Tuesday, April 20, 2010

Why Not RICO?


Everybody has now heard about the Security and Exchange Commission's charging Goldman-Sachs with securities fraud. But many people, including me, were surprised by the SEC's sudden move to prosecute, and many more have a hard time understanding the exact nature of the crimes the so-called "bank" is alleged to have committed.

What's surprising about the SEC's move is that it appears one part of the government's financial apparatus is taking on another. Goldman penetrated the Treasury Department years ago, and the last two Treasury Secretaries, Hank Paulson under Bush and Geithner under Obama, were formerly closely associated with the investment giant. Paulson was the company's CEO during most of the years of the housing bubble was inflating and giving the financial "industry" its golden opportunity to perpetrate mischief.

The details of the accusation are hard to comprehend because the transactions under scrutiny involved extremely complex, computer-generated "financial instruments" that frequently even the people who buy and sell them don't fully understand.

In a fairly short and easy-to-read essay at "Counterpunch," Dean Baker does a commendable job of explaining the details of the SEC's accusation in layman's terms:

(T)he big news is Goldman’s indictment for putting together a collaterized debt obligation (CDO) from mortgage-backed securities that were expected to fail and then marketing it to its clients as a good investment. The central allegation is that in early 2007, hedge fund manager John Paulson recognized that the housing bubble was starting to collapse.

= = = = = = =

_Goals_.
A – Write out the Goldman Sachs post from "What's surprising about" up to and including "to perpetrate mischief.".
B – In the Goldman Sachs post, in what publication did Dean Baker's essay appear?
C – Extend the Goldman Sachs post, picking up after its final sentence.
The material that comes next has no connection to the Goldman Sachs post.

= = = = = = =

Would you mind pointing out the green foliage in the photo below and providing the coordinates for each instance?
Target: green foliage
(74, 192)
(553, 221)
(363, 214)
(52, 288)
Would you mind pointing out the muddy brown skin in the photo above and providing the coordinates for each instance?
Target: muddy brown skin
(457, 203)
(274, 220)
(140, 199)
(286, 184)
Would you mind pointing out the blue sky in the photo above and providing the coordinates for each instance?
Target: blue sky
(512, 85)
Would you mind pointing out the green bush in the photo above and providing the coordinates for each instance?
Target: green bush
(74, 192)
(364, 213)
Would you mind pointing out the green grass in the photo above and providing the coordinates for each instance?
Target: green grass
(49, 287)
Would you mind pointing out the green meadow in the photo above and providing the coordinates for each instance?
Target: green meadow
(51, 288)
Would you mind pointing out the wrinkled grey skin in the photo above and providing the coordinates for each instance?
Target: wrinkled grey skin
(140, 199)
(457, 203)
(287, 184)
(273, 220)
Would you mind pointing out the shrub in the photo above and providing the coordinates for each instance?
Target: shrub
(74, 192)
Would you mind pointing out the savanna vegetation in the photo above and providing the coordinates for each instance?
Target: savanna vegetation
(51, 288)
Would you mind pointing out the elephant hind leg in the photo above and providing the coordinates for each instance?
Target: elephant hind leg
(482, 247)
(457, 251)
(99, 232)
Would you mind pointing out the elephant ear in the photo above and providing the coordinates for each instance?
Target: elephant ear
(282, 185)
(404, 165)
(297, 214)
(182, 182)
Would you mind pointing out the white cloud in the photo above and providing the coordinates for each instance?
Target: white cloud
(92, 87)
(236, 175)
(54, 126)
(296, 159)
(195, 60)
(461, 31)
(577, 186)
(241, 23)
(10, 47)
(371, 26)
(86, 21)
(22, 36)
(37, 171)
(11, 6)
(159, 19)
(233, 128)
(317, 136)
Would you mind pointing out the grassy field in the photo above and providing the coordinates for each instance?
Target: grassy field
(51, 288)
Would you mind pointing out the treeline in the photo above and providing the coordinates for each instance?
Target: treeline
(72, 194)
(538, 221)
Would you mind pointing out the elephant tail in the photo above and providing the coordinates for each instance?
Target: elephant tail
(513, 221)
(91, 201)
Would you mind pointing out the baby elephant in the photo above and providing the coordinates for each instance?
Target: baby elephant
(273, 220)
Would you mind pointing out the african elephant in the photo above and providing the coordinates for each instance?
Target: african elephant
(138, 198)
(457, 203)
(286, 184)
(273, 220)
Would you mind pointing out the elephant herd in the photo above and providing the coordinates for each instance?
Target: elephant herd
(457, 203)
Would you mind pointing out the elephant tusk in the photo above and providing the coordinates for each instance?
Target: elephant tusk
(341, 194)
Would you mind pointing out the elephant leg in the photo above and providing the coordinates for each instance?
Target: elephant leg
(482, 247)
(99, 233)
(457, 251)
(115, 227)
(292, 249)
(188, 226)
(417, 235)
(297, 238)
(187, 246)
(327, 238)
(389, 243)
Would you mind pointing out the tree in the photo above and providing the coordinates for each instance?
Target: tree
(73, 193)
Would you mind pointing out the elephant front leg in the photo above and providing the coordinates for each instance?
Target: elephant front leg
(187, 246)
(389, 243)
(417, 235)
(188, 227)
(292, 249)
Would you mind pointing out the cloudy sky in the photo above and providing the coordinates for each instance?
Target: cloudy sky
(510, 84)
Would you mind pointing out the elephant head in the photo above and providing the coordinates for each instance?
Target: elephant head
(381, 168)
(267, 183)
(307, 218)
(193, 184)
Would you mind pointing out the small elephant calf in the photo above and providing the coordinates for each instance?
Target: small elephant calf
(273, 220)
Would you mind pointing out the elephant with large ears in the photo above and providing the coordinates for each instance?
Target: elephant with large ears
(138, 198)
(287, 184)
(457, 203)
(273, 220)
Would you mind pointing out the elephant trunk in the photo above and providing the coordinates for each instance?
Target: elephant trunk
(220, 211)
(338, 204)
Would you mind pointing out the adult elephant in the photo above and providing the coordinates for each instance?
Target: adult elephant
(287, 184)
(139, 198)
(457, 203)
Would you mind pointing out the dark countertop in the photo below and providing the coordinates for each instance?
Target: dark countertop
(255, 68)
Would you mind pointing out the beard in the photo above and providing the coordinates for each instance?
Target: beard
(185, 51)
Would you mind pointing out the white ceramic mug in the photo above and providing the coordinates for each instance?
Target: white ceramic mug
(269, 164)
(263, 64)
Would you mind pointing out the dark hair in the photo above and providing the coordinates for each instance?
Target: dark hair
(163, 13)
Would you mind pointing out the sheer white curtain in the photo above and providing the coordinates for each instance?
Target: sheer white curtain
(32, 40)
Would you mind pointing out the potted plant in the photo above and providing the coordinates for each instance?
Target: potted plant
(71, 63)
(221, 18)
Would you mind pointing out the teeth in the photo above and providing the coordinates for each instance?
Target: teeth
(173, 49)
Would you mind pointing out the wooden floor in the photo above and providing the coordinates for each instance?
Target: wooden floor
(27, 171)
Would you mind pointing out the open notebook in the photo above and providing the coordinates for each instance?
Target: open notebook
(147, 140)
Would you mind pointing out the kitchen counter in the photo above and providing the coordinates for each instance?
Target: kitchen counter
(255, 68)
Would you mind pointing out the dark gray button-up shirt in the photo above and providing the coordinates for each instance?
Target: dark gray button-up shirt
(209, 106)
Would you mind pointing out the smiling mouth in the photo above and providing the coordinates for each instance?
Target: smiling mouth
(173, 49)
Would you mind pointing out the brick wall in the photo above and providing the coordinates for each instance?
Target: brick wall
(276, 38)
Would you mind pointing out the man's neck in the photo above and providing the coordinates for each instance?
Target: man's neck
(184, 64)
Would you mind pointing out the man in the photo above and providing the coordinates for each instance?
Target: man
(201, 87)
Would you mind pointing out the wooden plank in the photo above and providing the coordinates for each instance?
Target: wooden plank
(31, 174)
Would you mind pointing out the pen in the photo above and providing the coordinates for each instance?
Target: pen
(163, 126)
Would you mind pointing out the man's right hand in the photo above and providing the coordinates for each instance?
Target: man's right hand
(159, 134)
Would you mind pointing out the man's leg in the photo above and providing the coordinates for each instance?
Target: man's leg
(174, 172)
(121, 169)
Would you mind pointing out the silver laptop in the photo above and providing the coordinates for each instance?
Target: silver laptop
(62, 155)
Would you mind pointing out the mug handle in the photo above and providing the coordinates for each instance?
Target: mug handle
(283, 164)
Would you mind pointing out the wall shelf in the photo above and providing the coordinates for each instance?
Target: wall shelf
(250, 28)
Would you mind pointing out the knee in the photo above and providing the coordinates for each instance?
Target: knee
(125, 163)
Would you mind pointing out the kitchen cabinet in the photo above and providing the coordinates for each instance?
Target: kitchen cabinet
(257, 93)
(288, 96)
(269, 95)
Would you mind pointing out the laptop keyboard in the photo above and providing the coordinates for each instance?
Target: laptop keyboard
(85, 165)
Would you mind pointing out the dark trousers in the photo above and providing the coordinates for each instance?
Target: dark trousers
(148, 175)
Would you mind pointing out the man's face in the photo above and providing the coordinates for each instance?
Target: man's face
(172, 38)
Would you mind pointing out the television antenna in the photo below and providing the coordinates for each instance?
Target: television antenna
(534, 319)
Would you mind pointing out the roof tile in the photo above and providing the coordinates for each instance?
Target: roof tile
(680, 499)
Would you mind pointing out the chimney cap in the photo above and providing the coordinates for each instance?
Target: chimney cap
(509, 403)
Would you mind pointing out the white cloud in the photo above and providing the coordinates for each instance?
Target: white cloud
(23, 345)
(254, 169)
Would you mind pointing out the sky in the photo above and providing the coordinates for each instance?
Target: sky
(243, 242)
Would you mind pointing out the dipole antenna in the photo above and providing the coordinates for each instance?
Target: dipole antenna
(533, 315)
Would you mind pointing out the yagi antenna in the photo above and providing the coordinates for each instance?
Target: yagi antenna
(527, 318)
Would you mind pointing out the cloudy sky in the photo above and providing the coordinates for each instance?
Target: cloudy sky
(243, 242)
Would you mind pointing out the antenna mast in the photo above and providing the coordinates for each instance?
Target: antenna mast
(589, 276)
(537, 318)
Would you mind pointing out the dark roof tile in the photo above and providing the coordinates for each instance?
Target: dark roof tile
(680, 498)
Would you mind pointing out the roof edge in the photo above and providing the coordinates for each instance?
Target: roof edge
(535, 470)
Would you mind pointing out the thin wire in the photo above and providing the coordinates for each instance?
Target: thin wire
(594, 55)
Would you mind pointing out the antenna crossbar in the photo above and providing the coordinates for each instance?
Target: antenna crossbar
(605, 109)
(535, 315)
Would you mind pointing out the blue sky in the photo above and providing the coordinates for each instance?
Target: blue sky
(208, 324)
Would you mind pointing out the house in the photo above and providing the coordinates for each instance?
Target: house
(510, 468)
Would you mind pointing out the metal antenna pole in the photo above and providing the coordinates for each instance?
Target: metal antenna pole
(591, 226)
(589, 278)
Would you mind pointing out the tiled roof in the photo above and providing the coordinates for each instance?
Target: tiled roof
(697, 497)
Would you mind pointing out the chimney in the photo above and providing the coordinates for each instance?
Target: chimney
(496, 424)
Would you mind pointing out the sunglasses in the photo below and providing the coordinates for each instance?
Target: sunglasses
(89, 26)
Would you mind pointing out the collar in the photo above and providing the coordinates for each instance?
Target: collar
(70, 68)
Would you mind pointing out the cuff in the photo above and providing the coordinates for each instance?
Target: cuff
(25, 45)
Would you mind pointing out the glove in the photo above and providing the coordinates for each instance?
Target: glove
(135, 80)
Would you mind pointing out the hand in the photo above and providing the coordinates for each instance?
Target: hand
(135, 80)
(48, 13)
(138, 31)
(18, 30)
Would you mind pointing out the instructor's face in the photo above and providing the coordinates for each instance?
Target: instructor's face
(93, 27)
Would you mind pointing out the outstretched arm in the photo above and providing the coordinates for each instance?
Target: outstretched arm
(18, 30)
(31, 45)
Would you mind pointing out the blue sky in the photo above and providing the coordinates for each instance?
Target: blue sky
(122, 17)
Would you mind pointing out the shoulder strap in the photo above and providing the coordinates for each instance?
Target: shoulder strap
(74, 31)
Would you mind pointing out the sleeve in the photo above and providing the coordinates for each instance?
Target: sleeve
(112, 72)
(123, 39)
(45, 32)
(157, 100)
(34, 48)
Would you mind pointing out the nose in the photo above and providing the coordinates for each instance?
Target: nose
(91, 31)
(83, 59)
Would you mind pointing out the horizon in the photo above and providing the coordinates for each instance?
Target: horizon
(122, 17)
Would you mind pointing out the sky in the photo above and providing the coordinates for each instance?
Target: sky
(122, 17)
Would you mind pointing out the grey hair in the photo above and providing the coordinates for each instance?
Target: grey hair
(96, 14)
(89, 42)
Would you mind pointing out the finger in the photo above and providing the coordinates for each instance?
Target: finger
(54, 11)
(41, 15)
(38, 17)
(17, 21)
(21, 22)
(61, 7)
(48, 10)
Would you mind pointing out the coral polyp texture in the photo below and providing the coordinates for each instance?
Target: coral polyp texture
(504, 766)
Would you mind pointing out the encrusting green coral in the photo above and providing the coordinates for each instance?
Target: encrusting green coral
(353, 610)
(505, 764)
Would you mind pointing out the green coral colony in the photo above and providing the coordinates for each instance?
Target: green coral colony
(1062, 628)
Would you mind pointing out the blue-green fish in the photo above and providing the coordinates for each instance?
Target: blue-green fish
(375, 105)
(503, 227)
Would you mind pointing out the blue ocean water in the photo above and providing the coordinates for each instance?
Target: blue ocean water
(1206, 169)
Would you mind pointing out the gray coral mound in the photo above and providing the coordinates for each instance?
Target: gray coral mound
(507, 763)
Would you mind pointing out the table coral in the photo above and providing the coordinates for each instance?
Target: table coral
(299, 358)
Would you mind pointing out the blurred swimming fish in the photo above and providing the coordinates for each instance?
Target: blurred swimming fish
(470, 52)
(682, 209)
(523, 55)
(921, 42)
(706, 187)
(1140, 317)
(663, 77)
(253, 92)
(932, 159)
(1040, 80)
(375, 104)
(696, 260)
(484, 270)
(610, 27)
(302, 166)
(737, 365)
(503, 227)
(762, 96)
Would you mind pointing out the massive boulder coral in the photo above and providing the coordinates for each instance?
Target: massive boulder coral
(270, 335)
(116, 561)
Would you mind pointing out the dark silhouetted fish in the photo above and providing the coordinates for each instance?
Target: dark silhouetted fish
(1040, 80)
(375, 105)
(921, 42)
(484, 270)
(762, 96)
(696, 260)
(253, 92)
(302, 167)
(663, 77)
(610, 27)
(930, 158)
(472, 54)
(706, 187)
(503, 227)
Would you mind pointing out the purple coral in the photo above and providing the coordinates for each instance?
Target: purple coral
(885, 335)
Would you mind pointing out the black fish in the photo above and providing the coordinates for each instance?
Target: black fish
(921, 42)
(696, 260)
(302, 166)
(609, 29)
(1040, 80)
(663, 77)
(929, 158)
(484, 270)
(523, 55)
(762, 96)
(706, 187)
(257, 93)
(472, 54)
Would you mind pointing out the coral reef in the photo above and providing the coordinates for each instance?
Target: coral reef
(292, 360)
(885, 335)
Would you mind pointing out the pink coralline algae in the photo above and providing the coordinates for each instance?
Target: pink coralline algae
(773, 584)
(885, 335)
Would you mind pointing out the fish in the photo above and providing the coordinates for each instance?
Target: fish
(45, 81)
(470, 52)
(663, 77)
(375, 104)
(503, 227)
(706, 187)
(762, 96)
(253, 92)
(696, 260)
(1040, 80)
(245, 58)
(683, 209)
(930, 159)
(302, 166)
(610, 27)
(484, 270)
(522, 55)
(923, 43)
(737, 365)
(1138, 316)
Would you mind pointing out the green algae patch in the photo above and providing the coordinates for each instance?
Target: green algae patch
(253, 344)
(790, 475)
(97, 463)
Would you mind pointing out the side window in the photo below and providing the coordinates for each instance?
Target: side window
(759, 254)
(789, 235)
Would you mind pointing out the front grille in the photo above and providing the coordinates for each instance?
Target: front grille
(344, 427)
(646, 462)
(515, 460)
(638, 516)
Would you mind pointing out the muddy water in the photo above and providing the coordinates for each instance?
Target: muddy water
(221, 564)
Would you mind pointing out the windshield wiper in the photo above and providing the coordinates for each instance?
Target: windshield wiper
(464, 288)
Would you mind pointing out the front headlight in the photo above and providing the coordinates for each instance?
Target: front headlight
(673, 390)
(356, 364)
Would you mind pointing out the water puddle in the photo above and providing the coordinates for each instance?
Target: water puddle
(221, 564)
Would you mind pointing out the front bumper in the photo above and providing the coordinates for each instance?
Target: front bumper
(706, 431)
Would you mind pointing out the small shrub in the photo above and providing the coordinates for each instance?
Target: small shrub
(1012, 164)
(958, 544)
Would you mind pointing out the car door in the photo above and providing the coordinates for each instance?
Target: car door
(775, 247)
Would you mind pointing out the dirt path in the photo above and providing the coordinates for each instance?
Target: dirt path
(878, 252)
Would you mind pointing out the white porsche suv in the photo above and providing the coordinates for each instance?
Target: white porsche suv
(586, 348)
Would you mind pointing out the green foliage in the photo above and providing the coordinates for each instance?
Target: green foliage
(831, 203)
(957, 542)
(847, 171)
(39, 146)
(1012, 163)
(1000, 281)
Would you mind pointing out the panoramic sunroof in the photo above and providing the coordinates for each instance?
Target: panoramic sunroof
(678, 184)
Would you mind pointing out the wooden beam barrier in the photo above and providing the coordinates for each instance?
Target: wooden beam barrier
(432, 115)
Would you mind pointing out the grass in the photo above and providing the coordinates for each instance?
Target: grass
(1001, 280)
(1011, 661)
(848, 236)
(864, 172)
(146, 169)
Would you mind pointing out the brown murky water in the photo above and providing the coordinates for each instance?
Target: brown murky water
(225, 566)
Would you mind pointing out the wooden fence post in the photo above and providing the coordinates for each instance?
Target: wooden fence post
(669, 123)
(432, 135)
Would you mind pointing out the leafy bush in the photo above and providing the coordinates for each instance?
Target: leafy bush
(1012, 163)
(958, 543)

= = = = = = =

_Outputs for the tasks_.
A –
What's surprising about the SEC's move is that it appears one part of the government's financial apparatus is taking on another. Goldman penetrated the Treasury Department years ago, and the last two Treasury Secretaries, Hank Paulson under Bush and Geithner under Obama, were formerly closely associated with the investment giant. Paulson was the company's CEO during most of the years of the housing bubble was inflating and giving the financial "industry" its golden opportunity to perpetrate mischief.

B – "Counterpunch."

C –
This meant that many mortgages would go bad. The subprime mortgages, in which homeowners had little or no real collateral, and were facing resets to higher interest rates, were especially vulnerable. Paulson worked out a deal with Goldman in which he would pick the mortgage-backed securities that were put into the CDO. Paulson would then bet that the CDO would go bad, by taking out credit default swaps (CDS) on the CDO. A credit default swap is effectively an insurance policy where the issuer makes up a loss if an asset goes bad.

Goldman was left with the other side of Paulson’s deal, finding suckers to buy this huge piece of junk. It would have been hard to find buyers for this CDO if investors knew that Paulson had deliberately constructed it as a piece of junk to short. Therefore, according to the SEC charges, Goldman concealed Paulson’s role in constructing the CDO. Goldman allegedly told investors that the CDO was constructed by neutral parties, rather than letting them know that the assets were picked by a hedge fund manager who was taking a short position.


Writing yesterday on his weekly blog, Jim Kunstler asked why, instead of or in addition to the SEC's action, the Justice Department isn't prosecuting Goldman under the provisions of the anti-racketeering act, RICO, because the collateralized debt obligation designed by John Paulson was "designed to blow up."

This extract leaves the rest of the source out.